• Your goal:
Could you write out every record below exactly, leaving out any pictures?

• Dataset extract:
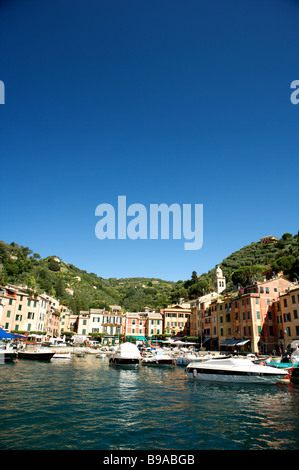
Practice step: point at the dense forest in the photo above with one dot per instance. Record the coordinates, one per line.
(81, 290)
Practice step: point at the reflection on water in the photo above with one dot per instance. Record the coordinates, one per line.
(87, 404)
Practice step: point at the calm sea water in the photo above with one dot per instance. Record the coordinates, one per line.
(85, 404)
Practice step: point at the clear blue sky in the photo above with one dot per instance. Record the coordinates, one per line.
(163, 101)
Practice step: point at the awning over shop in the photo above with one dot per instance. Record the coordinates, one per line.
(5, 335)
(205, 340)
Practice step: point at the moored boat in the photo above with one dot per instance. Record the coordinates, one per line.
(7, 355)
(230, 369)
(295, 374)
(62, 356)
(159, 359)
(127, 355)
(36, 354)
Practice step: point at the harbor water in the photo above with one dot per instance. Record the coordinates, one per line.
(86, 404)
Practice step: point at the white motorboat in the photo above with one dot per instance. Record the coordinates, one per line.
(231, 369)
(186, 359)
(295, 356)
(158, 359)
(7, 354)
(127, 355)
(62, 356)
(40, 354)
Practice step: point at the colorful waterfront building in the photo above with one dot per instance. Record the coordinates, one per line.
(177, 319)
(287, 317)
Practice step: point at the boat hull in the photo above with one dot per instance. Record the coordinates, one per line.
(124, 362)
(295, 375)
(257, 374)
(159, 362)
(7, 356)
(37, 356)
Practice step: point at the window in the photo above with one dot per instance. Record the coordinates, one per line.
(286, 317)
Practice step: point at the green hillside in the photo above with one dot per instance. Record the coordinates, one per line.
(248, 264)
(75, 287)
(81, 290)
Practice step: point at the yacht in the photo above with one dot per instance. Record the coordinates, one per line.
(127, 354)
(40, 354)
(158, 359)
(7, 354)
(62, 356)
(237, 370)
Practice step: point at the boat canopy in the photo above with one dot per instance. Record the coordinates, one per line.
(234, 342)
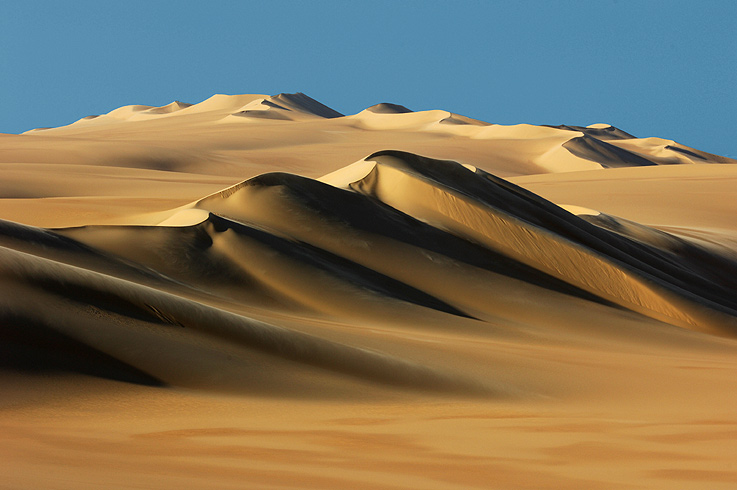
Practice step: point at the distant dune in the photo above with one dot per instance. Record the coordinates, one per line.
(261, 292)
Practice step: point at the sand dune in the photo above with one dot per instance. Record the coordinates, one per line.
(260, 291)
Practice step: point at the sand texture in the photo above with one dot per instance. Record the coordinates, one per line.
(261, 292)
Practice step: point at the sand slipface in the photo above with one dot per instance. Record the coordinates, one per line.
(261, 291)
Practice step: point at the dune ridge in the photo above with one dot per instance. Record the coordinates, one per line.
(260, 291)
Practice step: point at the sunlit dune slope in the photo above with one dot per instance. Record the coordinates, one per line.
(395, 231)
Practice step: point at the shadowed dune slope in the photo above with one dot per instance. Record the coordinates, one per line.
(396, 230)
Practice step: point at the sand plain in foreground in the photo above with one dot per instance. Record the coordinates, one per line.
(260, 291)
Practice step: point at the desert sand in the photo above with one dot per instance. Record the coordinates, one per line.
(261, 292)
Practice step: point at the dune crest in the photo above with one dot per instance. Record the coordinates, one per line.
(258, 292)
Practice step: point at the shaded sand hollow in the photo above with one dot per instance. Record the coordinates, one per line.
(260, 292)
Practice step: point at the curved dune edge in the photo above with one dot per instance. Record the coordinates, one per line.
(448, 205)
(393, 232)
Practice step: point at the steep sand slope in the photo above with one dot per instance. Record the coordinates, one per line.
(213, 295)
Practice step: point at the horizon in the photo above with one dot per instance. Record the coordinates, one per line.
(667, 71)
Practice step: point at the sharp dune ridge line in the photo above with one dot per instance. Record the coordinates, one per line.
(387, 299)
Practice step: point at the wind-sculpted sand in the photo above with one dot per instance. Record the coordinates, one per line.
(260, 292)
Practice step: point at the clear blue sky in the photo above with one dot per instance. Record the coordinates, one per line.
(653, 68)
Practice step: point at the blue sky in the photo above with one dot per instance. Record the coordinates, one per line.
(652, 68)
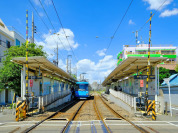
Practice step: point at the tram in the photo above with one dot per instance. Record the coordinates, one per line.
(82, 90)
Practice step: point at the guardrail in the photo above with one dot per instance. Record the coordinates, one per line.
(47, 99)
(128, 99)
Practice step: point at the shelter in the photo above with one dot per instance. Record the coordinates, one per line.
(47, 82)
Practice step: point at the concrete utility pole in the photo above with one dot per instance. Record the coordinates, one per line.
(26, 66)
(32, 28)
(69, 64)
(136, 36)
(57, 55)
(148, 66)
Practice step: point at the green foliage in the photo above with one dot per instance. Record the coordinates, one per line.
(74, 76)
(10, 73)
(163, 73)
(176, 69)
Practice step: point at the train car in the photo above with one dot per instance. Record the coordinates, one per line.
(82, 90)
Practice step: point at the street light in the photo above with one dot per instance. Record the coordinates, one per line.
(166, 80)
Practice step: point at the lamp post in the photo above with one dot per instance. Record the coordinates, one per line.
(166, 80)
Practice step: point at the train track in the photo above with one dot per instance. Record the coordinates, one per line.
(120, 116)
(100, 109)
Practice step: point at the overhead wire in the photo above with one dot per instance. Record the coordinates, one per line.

• Output for this task:
Practice step: point at the dense forest in the photo above with one dot per instance. Record the coordinates, one per line.
(81, 290)
Practice step: point at the reflection on water in the photo above with one dot per instance. Record the coordinates, one per line.
(87, 404)
Practice step: point at the calm sea water in the photo above with one dot per instance. Record the coordinates, one per line.
(85, 404)
Practice step: point at the clear blue sky in the photo above with one dot per instance. Record the coordinates, one per line.
(163, 101)
Practice step: point at the awning over shop in the photo above with one dot per instance. Record the coordinates, one per line.
(5, 335)
(205, 340)
Practice step: point at the moored boat in the photo above with one dot per instance. Record the coordinates, one per line.
(7, 355)
(230, 369)
(295, 374)
(62, 356)
(159, 359)
(127, 355)
(36, 354)
Practice step: point at the harbor water in the photo above with one dot per instance. Record the coordinates, one per line.
(86, 404)
Practice step: point at the white motorboat in the photo above with one dot per instance. Record the coordinates, one per line.
(231, 369)
(186, 359)
(295, 356)
(158, 359)
(7, 354)
(127, 355)
(62, 356)
(40, 354)
Practice step: point at the colorful waterfront building in the photo above with one dot per instance. Record the coordinates, one per line.
(177, 319)
(287, 317)
Practice step: point at the boat hull in the photo above with one dot per instance. Record the coordinates, one per line.
(124, 362)
(295, 375)
(257, 374)
(159, 362)
(7, 356)
(37, 356)
Practice step: point at the window in the photo above with one dot per instance. Record the coordinates, one per line.
(286, 317)
Practice step: point at the green hillside in the photo above with one dot per instance. Record the coordinates, one per line.
(248, 264)
(75, 287)
(81, 290)
Practice step: point at the yacht in the photo above with one dot per instance. Record the coordinates, one per line.
(127, 354)
(40, 354)
(158, 359)
(7, 354)
(62, 356)
(237, 370)
Practice step: point at the boat canopy in the photo above with one dot per instance. Record the coordinates, one per line.
(234, 342)
Practice step: point at the distant dune in the photo above with one dot per instance. Record the coordinates, one per line.
(261, 292)
Practice step: point at the sand dune in the photo above with one dot per instance. Record the coordinates, one per line.
(260, 291)
Practice step: point at the sand texture in the photo above with one dot per instance. Record the coordinates, one per line.
(261, 292)
Practice step: point at the sand slipface in the photo above with one dot per instance. Record the coordinates, one per line.
(261, 291)
Practice step: point at the dune ridge in the photo above with one dot per instance. Record the coordinates, one per line.
(260, 291)
Practice step: point at the sunlit dune slope in the photo above with one dot per instance. Record the coordinates, one per line.
(395, 231)
Practice step: point at the shadowed dune slope in the photo above with one dot per instance. Record the coordinates, one per line.
(396, 230)
Practice step: point at the sand plain in foreground in the photo above with one dot per instance. Record the coordinates, one per line.
(260, 291)
Practice step: point at the desert sand in the photo above with one dot per instance. Record the coordinates, one per line.
(261, 292)
Practice step: point at the dune crest in the photo above with one dot per instance. Record the coordinates, one per line.
(258, 292)
Practice step: point at the shaded sand hollow in the photo above with one dot per instance. Record the coordinates, one per line.
(260, 292)
Practice step: point at the curved dune edge in the photo above with one dot per instance. Record the coordinates, one per line.
(448, 205)
(393, 232)
Practice step: point at the steep sand slope in the photo above with one dot per instance. Record the coordinates, one per line.
(213, 295)
Practice step: point at the horizon in the photo above with one dot per instance. Record the coordinates, one per line.
(667, 71)
Practice step: point at the sharp dune ridge line in the photo above with one dot per instance. Record the coordinates, one per line.
(387, 299)
Practice step: point at the wind-sculpted sand in the photo above with one dot per instance. Record the coordinates, one per line.
(260, 292)
Practice step: point at the clear blue sky in the photo above with one dot per instance. Record the coordinates, one per line.
(653, 68)
Practice step: point at the blue sky in the photo above with one dot per instance. Record the coordinates, one per line.
(652, 68)
Practice step: point at the tram in the photo above with one dot per instance. Record the coordinates, one per line.
(82, 90)
Practice step: point at the guardrail in the photo above with one dot per instance. Record the coordinates, one per line.
(47, 99)
(128, 99)
Practice step: point at the shelter in the photo above with one dot per instance. Record the coordinates, one per line.
(47, 82)
Practice step: point at the concrete utility pole in the photo above with one dot per instance. Record the coordinates, one per line.
(26, 66)
(32, 28)
(69, 64)
(136, 36)
(57, 55)
(148, 66)
Practice step: point at the green foliage in the photo above with one dot per instance. Record the coordinates, one per line.
(74, 76)
(10, 73)
(163, 73)
(176, 69)
Practice step: point at the train car in the photo above with one dot per instance. Record the coordinates, one per line.
(82, 90)
Practice step: point at the street light in the photo above with one dot per instance. Record the coordinates, one per line.
(166, 80)
Practice step: point at the lamp post in the photo above with one dot per instance. Record the coordinates, one per line.
(166, 80)
Practice step: point at the train track in the photo above with one dot per instance. Record the coordinates, one per line.
(120, 116)
(100, 109)
Practice step: point at the overhead wire in the photo above with one dot per instance. Record the coordinates, one per line.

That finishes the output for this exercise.